» **Problem description**: Treat the line containing "Objective: one point per instance of the car front" as the first line and the final line of the material below as the last; reproduce that range exactly.

Part of a data file
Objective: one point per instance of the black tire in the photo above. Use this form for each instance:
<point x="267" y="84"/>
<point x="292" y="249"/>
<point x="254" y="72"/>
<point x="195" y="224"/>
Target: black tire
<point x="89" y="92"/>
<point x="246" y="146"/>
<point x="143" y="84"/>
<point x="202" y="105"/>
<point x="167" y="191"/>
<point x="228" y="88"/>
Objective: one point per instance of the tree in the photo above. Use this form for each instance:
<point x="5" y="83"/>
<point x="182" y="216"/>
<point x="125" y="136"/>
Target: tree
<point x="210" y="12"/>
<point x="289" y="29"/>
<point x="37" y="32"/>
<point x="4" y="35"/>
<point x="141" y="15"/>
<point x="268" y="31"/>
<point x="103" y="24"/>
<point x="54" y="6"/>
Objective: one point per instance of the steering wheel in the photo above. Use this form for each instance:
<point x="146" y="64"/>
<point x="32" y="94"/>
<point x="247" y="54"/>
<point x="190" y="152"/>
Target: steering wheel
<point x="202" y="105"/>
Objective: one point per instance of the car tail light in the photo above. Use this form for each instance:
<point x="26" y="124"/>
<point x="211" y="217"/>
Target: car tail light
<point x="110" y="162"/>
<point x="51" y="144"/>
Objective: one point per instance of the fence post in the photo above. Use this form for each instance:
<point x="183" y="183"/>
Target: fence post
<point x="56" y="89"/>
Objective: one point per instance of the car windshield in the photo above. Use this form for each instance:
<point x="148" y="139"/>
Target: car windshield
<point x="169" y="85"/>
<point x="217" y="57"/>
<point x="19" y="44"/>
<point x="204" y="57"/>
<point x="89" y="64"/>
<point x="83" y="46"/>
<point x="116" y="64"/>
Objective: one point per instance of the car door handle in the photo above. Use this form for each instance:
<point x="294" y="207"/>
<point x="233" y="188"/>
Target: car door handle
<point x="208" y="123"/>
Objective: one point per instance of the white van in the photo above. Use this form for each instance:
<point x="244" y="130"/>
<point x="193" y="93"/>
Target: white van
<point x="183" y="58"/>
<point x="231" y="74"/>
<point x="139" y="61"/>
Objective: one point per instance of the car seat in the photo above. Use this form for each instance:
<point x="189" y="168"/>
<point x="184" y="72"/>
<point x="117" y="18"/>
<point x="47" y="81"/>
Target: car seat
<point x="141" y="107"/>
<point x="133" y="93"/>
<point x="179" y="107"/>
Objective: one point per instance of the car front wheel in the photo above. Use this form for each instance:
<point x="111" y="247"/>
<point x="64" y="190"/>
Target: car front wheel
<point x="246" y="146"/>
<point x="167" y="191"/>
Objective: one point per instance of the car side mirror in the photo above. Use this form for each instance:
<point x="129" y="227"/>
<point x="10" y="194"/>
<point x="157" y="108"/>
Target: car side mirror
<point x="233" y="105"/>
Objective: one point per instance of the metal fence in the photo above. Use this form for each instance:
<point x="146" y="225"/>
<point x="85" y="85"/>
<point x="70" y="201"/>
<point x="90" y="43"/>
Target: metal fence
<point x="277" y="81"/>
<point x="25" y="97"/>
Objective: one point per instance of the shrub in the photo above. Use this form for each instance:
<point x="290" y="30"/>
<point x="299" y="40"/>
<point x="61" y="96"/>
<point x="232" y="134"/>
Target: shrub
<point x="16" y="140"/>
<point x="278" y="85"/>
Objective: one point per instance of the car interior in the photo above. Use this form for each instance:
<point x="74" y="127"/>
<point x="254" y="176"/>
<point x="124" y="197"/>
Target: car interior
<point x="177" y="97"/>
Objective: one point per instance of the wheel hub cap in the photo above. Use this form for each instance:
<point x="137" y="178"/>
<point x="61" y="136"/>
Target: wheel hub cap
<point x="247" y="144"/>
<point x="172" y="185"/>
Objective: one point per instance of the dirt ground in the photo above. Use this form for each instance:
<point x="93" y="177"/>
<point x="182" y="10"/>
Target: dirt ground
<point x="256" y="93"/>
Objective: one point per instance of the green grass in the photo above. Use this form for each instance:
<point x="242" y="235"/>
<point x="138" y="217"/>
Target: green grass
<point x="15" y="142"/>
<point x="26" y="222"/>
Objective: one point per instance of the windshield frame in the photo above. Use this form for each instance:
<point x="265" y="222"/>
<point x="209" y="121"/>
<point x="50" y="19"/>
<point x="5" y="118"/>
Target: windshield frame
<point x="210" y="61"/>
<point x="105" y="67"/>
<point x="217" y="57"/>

» **Task result**:
Objective: one point per instance of the car front wheel in the photo above. Use this form for each instance:
<point x="111" y="247"/>
<point x="64" y="190"/>
Target: car front wheel
<point x="246" y="146"/>
<point x="167" y="191"/>
Objective: one point per instance of the car side mirror in the photo above. Use this form for each instance:
<point x="129" y="227"/>
<point x="10" y="194"/>
<point x="157" y="108"/>
Target: car side mirror
<point x="233" y="105"/>
Objective: one point per instance of the metal fence in the photo above. Use this form for each instance:
<point x="146" y="225"/>
<point x="85" y="85"/>
<point x="70" y="201"/>
<point x="90" y="43"/>
Target: metal fence
<point x="277" y="81"/>
<point x="25" y="97"/>
Objective: one point per instance of the shrub in the photo above. Use this form for each instance:
<point x="290" y="30"/>
<point x="299" y="40"/>
<point x="61" y="96"/>
<point x="232" y="134"/>
Target: shrub
<point x="16" y="140"/>
<point x="278" y="85"/>
Objective: one point per instance of the car interior in the photo above. Use this form for each instance:
<point x="74" y="127"/>
<point x="254" y="176"/>
<point x="124" y="197"/>
Target: car interior
<point x="177" y="97"/>
Objective: one point per instance of the wheel hub cap in the photo above. Use this form for each instance:
<point x="137" y="178"/>
<point x="61" y="136"/>
Target: wheel hub cap
<point x="247" y="144"/>
<point x="172" y="185"/>
Objective: one point per instance of the dirt ground in the photo above. Use this form for each instance:
<point x="93" y="177"/>
<point x="182" y="10"/>
Target: dirt ground
<point x="256" y="93"/>
Objective: one point per instance of the green grass in the photo above. Use this form for each instance:
<point x="242" y="235"/>
<point x="138" y="217"/>
Target: green grass
<point x="15" y="142"/>
<point x="26" y="222"/>
Objective: one point per instance of the windshield frame in the photo above. Use this form for each instance:
<point x="265" y="222"/>
<point x="209" y="121"/>
<point x="50" y="19"/>
<point x="5" y="118"/>
Target: windshield frame
<point x="210" y="61"/>
<point x="105" y="67"/>
<point x="217" y="57"/>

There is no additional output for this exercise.